**WHAT TO DO:**
A. In the article on the Taliban's seizure of Kabul, swap "troops" for "soldiers" throughout everything from "Activists and youth" down to "power of Kabul.", and give that passage back.
B. Write the next part of the article on the Taliban's seizure of Kabul, picking up right after its final sentence.

**TEXT TO READ:**
◇ ◇ ◇ ◇ ◇ ◇ ◇
Activists and youth charity workers speak on the seizing of Kabul, and what this means for the young people, minorities, women, and wider diaspora of Afghanistan

In 2001, the US and allied forces deployed troops to Afghanistan with the intention of removing the Taliban from power. 20 years on, as the US prepared to withdraw its military presence from the country by 11 September, the Islamist group seized power of Kabul.

Today there are desperate scenes in the capital as people attempt to flee following the takeover. Footage of stampedes emerged from the airport as people tried to escape – one video shows people clinging to the outside of a US aircraft as it speeds down the runway, another shows a man plummeting to his death from a plane shortly after takeoff.

A Taliban spokesman said on Sunday that “the war is over in Afghanistan”. Speaking to Al-Jazeera Mubasher TV, the political office for the group said that it is “too early to say how we will take over governance,” but that the “type of rule and the form of regime will become clear soon”.

Just hours after the takeover of Kabul, Nobel Prize Laureate and education activist Malala Yousafzai expressed her concern for the safety of minorities and women in the region: “We watch in complete shock as Taliban takes control of Afghanistan. I am deeply worried about women, minorities and human rights advocates,” the 24-year-old wrote on Twitter. 

She added: “Global, regional and local powers must call for an immediate ceasefire, provide urgent humanitarian aid and protect refugees and civilians.”

In a further blow to young Afghans who wish to escape the turmoil, the UK Government announced on Sunday that it would be withdrawing offers to Afghan students of a prestigious scholarship to British universities, claiming that its embassy could no longer administer their visas. It has been reported that the students are anxious to speak up publicly about the situation as they fear jeopardising their places on the programme, which have been delayed for a year, as well as identifying themselves as targets for the Taliban. 

The median age in Afghanistan is 18 (in Britain it is 40 and in the US, 38), highlighting the urgent situation for many young people in the country who have never experienced or lived under full Taliban rule. In 2021, it’s vital to centre reporting on the region that is not from a colonialist or American exceptionalist perspective, that will follow the impact on the Afghanistan population with accuracy. The Fuller Project is one such source, dedicated to groundbreaking reporting on women, highlighting injustices, and spurring accountability. This thread, compiled by the platform’s editor in chief Khushbu Shah, compiles dispatches from Afghan reporters on the ground, including from an all-Afghan women-led newsroom, Rukhshana Media.

In order to make sense of events in recent days and their implications for people in Afghanistan, as well as the wider diaspora, we speak to Afghan charity workers and activists from organisations working to help young Afghan communities in the UK and beyond to see recent events through their lens.


“The Government of Afghanistan failed to protect its public. The country is now back to square one being ruled by a terrorist group who have proven to deny basic human rights and necessities to the people of Afghanistan.

The people of Afghanistan have worked hard for more than two decades for peace, democracy, education, basic human rights and a better way of life which has now turned into an impossible dream. The takeover of Taliban is scary and horrific, Afghans face a very uncertain future.

The world witnessed Afghanistan falling in the hands of a terrorist group who have shown no mercy for the people of Afghanistan. I believe that the international communities have turned their back and ignored a human crisis that is taking place.
◇ ◇ ◇ ◇ ◇ ◇ ◇
**SUPPLIED DATA:**
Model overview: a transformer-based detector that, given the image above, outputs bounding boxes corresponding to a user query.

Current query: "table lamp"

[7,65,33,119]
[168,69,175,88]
◇ ◇ ◇ ◇ ◇ ◇ ◇
**RESULTS OF THE EXERCISE:**
A.
Activists and youth charity workers speak on the seizing of Kabul, and what this means for the young people, minorities, women, and wider diaspora of Afghanistan

In 2001, the US and allied forces deployed soldiers to Afghanistan with the intention of removing the Taliban from power. 20 years on, as the US prepared to withdraw its military presence from the country by 11 September, the Islamist group seized power of Kabul.

B.
I strongly believe that the international communities should support Afghans in any way they can. Women are the most vulnerable group who will be endangered by the Taliban regime, they will not have the freedom to work, study and chase their dreams. I urge all international humanitarian organisations and individuals to raise awareness about the human crisis in Afghanistan and support them where possible. Hear our voices!

The Afghan Youth Association holds regular meetings with the youth in Afghanistan trying to address different issues in the country. One of our main objectives so far has been to raise awareness and  support vulnerable women in the country.

Since the fall of cities and provinces in the hands of Taliban, we have not been able to communicate due to lack of electricity, internet and the fact that cities are under attack. Moving forward I’m not sure if we can continue to work closely with the Afghan youth especially women due to  the new laws declared by the Taliban regime.”


“I can’t put into words how I feel right now.

I have family back home, I made lots of friends in Afghanistan when I visited during school holidays and I love my people in general. There is no guarantee of what the future holds – we don’t know how much of a compromise the Taliban can make, all we do know is that people are ready to put their lives in danger and climb a plane in an attempt to feel the Taliban's hope for safety. I have seen pictures of children being turned away from school, and women changing what they wear. This is just the beginning so I fear what will come next and how much worse it will get.

“Afghans do not want the Taliban anymore, they want to live in a democratic society where they can grow and flourish” – Sheekeba Nasimi

We need the International Government to come together to avert further tragedy. In just a few days we have seen what the Taliban are capable of, how much more needs to be witnessed for a decision to be made? Afghans do not want the Taliban anymore, they want to live in a democratic society where they can grow and flourish. The Taliban should no longer have a place in our society.

It is extremely distressing to hear Afghan families come to us and cry and plead for help, plead for us to save their families. Some people have said the Taliban have held family members captive, others are wary that younger female family members may be forcefully taken to marry a Talib. It’s hard to bear, it takes a lot of emotional energy to see so much suffering. People may be away from Afghanistan but they have not forgotten their homeland.”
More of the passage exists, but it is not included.